» **WHAT IS EXPECTED**: Gather every line of the records below that contains the string "instance".

— START SUPPLIED RECORDS —

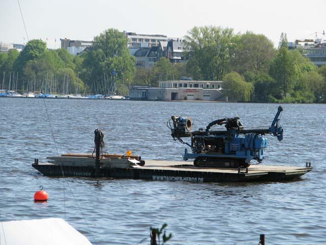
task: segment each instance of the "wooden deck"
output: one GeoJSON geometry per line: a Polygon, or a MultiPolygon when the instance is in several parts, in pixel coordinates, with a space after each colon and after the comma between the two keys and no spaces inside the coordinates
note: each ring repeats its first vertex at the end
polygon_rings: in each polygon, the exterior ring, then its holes
{"type": "MultiPolygon", "coordinates": [[[[192,162],[146,160],[137,167],[101,167],[99,177],[192,182],[281,181],[295,179],[312,170],[305,166],[251,165],[248,169],[212,168],[195,167],[192,162]]],[[[60,165],[53,163],[33,164],[46,176],[94,177],[95,165],[60,165]]],[[[99,176],[98,176],[99,177],[99,176]]]]}

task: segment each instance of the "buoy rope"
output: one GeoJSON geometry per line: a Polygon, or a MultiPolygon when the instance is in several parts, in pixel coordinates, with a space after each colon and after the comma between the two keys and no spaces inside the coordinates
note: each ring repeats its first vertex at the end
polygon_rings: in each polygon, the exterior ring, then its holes
{"type": "Polygon", "coordinates": [[[22,22],[24,24],[24,28],[25,28],[25,32],[26,33],[26,37],[27,37],[27,41],[29,41],[29,35],[27,34],[27,30],[26,30],[26,25],[25,24],[25,21],[24,21],[24,17],[22,17],[22,12],[21,12],[21,9],[20,8],[20,5],[19,4],[19,0],[17,0],[18,2],[18,6],[19,6],[19,10],[20,10],[20,14],[21,14],[21,18],[22,19],[22,22]]]}
{"type": "MultiPolygon", "coordinates": [[[[51,129],[51,132],[52,133],[52,137],[53,138],[53,140],[55,142],[55,145],[56,146],[56,149],[57,150],[57,154],[58,154],[58,156],[59,156],[59,151],[58,151],[58,148],[57,146],[57,142],[56,142],[56,138],[55,137],[55,135],[53,134],[53,130],[52,129],[52,125],[51,125],[51,120],[50,120],[50,117],[49,116],[49,114],[48,114],[48,112],[47,111],[47,108],[46,107],[46,104],[45,103],[45,99],[43,97],[43,102],[44,103],[44,106],[45,107],[45,110],[46,111],[46,115],[47,115],[47,119],[49,121],[49,124],[50,125],[50,129],[51,129]]],[[[62,167],[62,165],[60,165],[60,167],[61,168],[61,173],[62,173],[62,177],[64,178],[64,181],[63,181],[63,196],[64,196],[64,213],[65,213],[65,220],[66,220],[66,198],[65,198],[65,182],[66,182],[67,183],[67,185],[68,186],[68,187],[69,188],[69,190],[70,191],[70,192],[71,193],[72,197],[73,197],[74,200],[75,201],[75,202],[76,202],[76,204],[77,204],[77,206],[78,207],[78,208],[79,210],[79,212],[80,212],[80,213],[82,214],[82,215],[83,216],[83,217],[84,219],[84,220],[85,221],[85,223],[86,223],[86,225],[87,226],[87,227],[88,227],[88,230],[90,231],[90,233],[91,233],[91,235],[92,235],[92,237],[93,237],[93,239],[94,239],[94,240],[95,241],[95,244],[97,244],[97,242],[96,241],[96,240],[95,239],[93,234],[93,232],[92,232],[92,230],[91,230],[91,228],[90,227],[89,225],[88,224],[88,223],[87,222],[87,220],[86,220],[86,218],[85,217],[85,216],[84,215],[84,213],[83,213],[83,212],[82,211],[82,209],[80,208],[80,207],[79,206],[79,204],[78,203],[78,202],[77,202],[77,200],[76,199],[76,198],[75,197],[75,195],[73,194],[73,192],[72,192],[72,190],[71,190],[71,188],[70,188],[70,186],[69,184],[69,183],[67,181],[66,181],[65,180],[65,173],[64,172],[63,170],[63,167],[62,167]]]]}
{"type": "MultiPolygon", "coordinates": [[[[2,228],[2,232],[4,233],[4,239],[5,239],[5,245],[7,244],[7,240],[6,240],[6,234],[5,234],[5,229],[4,228],[4,223],[2,221],[2,217],[0,214],[0,222],[1,222],[1,226],[2,228]]],[[[1,244],[1,236],[0,235],[0,244],[1,244]]]]}
{"type": "MultiPolygon", "coordinates": [[[[25,22],[24,21],[24,18],[23,17],[22,15],[22,12],[21,11],[21,9],[20,8],[20,5],[19,4],[19,0],[17,0],[18,3],[18,6],[19,6],[19,10],[20,10],[20,14],[21,14],[21,18],[22,18],[22,21],[24,23],[24,28],[25,28],[25,31],[26,32],[26,36],[27,36],[27,39],[28,40],[29,40],[29,37],[28,37],[28,35],[27,34],[27,30],[26,29],[26,26],[25,26],[25,22]]],[[[50,117],[49,116],[49,113],[47,111],[47,108],[46,107],[46,104],[45,103],[45,99],[44,98],[44,97],[43,97],[43,101],[44,103],[44,107],[45,107],[45,111],[46,112],[46,115],[47,116],[47,119],[49,121],[49,124],[50,125],[50,129],[51,130],[51,133],[52,134],[52,137],[53,138],[53,140],[55,142],[55,145],[56,146],[56,150],[57,151],[57,154],[58,155],[58,156],[59,156],[59,151],[58,151],[58,147],[57,146],[57,142],[56,142],[56,138],[55,137],[55,135],[53,134],[53,130],[52,129],[52,125],[51,125],[51,120],[50,120],[50,117]]],[[[61,171],[62,172],[62,176],[63,177],[64,179],[64,181],[63,182],[63,202],[64,202],[64,214],[65,214],[65,220],[66,220],[66,195],[65,195],[65,174],[63,171],[63,168],[62,167],[62,165],[61,165],[61,171]]],[[[87,225],[88,227],[88,229],[89,230],[90,233],[91,233],[91,235],[92,235],[92,237],[93,237],[93,239],[94,239],[94,241],[95,241],[95,243],[97,244],[97,242],[96,241],[96,240],[95,239],[95,237],[94,237],[94,235],[93,235],[93,233],[92,232],[92,231],[90,228],[90,226],[88,224],[88,223],[87,223],[87,221],[86,220],[86,219],[85,218],[85,216],[84,215],[84,214],[83,213],[83,212],[82,212],[82,209],[80,209],[80,207],[79,205],[79,204],[78,204],[78,202],[77,202],[77,200],[76,200],[76,198],[75,198],[74,195],[73,194],[73,192],[72,192],[72,191],[71,190],[71,188],[70,188],[70,185],[69,185],[68,182],[67,182],[67,185],[68,186],[68,187],[69,188],[69,189],[70,190],[70,192],[71,192],[72,196],[73,197],[74,200],[75,200],[75,202],[76,202],[76,203],[77,204],[77,206],[78,206],[78,208],[79,210],[79,212],[80,212],[80,213],[82,214],[82,215],[83,215],[83,217],[84,219],[84,220],[85,220],[85,223],[86,223],[86,225],[87,225]]],[[[0,216],[0,220],[1,218],[1,216],[0,216]]],[[[3,231],[4,230],[4,227],[3,227],[3,224],[2,224],[2,229],[3,229],[3,231]]],[[[5,235],[5,232],[4,231],[4,236],[5,235]]],[[[5,243],[6,242],[6,239],[5,239],[5,243]]]]}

— END SUPPLIED RECORDS —

» **ANSWER TO THIS TASK**:
task: segment each instance of the "wooden deck"
output: one GeoJSON geometry per line: a Polygon, or a MultiPolygon when the instance is in several parts, in pixel coordinates, with a space after each colon and after the comma between the two keys and no spaces inside the coordinates
task: segment each instance of the "buoy rope"
output: one GeoJSON geometry per line: a Polygon, or a MultiPolygon when the instance is in several parts, in pixel coordinates, with a space after each colon and after the comma between the two keys and no spaces inside the coordinates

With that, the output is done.